[start Records provided]

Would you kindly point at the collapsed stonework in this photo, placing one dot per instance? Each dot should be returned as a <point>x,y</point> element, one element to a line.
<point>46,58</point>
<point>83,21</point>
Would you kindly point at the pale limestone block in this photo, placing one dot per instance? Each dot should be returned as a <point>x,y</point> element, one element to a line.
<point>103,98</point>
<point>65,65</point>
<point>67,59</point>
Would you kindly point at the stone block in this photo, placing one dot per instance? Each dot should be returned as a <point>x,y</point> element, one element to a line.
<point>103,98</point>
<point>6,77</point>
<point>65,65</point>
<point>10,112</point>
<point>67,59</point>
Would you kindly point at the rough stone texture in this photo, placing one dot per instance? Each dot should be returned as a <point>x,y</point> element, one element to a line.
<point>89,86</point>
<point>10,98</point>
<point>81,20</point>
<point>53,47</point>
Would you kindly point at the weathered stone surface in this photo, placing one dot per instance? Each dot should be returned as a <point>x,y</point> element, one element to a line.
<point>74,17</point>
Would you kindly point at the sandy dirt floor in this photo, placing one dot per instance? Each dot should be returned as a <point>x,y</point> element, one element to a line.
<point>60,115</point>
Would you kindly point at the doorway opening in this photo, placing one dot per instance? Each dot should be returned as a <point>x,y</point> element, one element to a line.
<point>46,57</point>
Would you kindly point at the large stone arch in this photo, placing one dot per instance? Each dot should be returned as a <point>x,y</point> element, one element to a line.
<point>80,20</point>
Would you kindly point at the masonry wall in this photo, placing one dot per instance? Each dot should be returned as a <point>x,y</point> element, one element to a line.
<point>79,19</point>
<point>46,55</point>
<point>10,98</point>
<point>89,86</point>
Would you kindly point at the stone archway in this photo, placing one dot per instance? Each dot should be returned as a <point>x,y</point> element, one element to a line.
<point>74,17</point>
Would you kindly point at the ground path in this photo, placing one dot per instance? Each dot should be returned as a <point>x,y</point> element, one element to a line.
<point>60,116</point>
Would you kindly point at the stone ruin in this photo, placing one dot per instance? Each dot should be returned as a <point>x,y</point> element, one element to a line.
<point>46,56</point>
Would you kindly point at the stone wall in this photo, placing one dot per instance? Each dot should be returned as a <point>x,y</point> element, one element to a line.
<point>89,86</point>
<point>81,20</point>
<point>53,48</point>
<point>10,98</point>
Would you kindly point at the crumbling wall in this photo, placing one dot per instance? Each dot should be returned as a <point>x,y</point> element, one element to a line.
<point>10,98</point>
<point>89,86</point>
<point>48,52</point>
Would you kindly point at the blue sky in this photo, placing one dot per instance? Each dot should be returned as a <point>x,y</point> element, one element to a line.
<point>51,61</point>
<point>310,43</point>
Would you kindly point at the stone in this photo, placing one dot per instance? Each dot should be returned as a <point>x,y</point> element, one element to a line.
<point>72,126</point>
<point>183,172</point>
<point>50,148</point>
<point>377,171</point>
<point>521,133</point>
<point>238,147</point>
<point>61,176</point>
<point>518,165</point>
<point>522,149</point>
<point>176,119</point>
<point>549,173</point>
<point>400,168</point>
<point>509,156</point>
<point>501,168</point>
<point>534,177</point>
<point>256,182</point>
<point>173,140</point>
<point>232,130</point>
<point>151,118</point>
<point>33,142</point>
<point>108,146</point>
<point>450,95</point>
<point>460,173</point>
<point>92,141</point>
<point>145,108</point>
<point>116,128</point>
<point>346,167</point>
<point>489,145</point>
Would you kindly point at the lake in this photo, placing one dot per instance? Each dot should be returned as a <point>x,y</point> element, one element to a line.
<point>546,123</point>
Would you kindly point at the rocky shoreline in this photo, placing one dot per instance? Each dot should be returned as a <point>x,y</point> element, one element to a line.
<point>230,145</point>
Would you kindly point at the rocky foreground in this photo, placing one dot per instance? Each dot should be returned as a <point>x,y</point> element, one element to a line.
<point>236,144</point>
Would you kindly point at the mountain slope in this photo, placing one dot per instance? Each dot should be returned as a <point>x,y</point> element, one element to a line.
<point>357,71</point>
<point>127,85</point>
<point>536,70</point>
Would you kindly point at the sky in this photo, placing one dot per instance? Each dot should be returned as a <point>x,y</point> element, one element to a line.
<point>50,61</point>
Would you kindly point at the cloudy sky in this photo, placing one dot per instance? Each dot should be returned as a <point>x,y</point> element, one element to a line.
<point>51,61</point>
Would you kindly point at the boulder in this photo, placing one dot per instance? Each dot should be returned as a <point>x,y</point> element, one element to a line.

[end Records provided]

Task goal:
Express the data between the lines holding "Would you kindly point at the sandy" and "<point>46,57</point>", inclusive, as a two-column CSV with the headers input and output. Put each input text and its output in one row, quote every field, and replace line breaks with spaces.

Task answer:
input,output
"Would you kindly point at the sandy dirt floor in this photo, placing one dot per instance? Each dot should be returned as a <point>x,y</point> element, one element to a line.","<point>60,115</point>"
"Would you kindly point at the doorway opening in this photo, placing one dot per instance? Each dot should be returned as a <point>x,y</point> element, one element to a line.","<point>46,57</point>"